INSTRUCTIONS TO FOLLOW:
Do these statements agree with the mailing-list message below about KVM and QEMU? Answer yes or no for each, quoting the deciding words of the message: (a) The writer expects the patch to be merged upstream at some point. (b) The writer's approach keeps the changes localized to the KVM patches. (c) OpenSUSE is named as a platform that has no gcc-3.x.

EXCERPT PROVIDED:
========

On Mon, Oct 08, 2007 at 02:29:32PM -0500, Anthony Liguori wrote:
> 
> Eventually, KVM will merge with upstream QEMU.  In that case, many 
> people will be using QEMU without the desiring to use KVM.  We don't 
> want to introduce behavior in QEMU that is unmergable with upstream QEMU 
> b/c that will just cause users more headache when that behavior is 
> eventually change.

As I mentioned in the patch proposed, I don't expect for this patch to be
ever merged upstream (even if a solution like that might be possible for kqemu
based emulations as well).

It is for the same reason that I considered this approach; which keeps the
changes to a minimum and localized to the KVM patches so it can be easily
stripped out when it is no longer needed.

The alternatives are IMHO more difficult to manage :

1) Have all users of platforms that have no gcc-3.x (currently OpenSUSE and
soon enough Debian and derivatives like Ubuntu) with no way to be able to use
kvm, unless they can somehow figure out how to compile a gcc-3.x compiler and
use that to build kvm or rely on their distributions to do that for them.

========

LISTED RECORDS:
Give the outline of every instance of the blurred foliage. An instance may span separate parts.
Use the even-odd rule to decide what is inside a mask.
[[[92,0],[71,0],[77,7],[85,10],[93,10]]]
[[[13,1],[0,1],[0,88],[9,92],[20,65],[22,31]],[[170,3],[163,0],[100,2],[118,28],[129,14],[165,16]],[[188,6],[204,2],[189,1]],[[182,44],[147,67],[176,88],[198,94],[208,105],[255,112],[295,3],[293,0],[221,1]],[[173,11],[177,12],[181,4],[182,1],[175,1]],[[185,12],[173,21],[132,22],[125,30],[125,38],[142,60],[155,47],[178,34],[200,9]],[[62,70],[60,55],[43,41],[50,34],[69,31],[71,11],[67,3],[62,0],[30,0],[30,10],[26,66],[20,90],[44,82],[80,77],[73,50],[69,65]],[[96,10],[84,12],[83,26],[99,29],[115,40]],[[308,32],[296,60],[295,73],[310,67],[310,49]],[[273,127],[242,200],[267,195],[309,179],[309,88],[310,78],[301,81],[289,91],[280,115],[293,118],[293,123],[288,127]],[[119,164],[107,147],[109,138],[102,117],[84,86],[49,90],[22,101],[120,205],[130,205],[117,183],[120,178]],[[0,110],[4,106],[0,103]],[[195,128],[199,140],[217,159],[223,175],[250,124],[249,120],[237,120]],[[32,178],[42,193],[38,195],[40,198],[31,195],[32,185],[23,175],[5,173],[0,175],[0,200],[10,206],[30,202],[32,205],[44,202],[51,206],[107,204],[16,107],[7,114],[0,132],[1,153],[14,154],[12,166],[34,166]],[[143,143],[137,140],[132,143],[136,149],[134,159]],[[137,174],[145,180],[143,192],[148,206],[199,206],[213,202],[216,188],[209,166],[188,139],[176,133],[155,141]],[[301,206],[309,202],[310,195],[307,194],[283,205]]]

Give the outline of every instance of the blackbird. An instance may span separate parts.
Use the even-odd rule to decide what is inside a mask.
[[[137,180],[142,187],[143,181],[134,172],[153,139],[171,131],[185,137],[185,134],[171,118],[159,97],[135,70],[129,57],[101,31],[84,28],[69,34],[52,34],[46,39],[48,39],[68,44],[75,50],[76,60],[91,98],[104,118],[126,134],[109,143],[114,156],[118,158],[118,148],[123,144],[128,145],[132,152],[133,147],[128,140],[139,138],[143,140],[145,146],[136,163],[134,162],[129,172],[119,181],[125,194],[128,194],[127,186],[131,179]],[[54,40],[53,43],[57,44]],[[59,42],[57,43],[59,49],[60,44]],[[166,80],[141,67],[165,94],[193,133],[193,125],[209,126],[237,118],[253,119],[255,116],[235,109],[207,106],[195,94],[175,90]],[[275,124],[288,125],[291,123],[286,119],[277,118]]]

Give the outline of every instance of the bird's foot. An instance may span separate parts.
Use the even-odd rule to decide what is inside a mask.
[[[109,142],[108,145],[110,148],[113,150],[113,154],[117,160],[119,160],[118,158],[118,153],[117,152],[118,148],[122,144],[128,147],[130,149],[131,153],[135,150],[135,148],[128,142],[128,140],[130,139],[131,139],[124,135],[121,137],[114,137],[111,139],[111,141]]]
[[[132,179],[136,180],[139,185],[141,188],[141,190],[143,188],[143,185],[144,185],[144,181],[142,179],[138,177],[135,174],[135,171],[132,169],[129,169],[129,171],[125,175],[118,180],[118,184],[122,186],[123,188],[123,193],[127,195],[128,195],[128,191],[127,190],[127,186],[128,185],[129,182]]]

========

EXERCISE SOLUTION:
(a) No: "I don't expect for this patch to be ever merged upstream"
(b) Yes: "keeps the changes to a minimum and localized to the KVM patches"
(c) Yes: "platforms that have no gcc-3.x (currently OpenSUSE"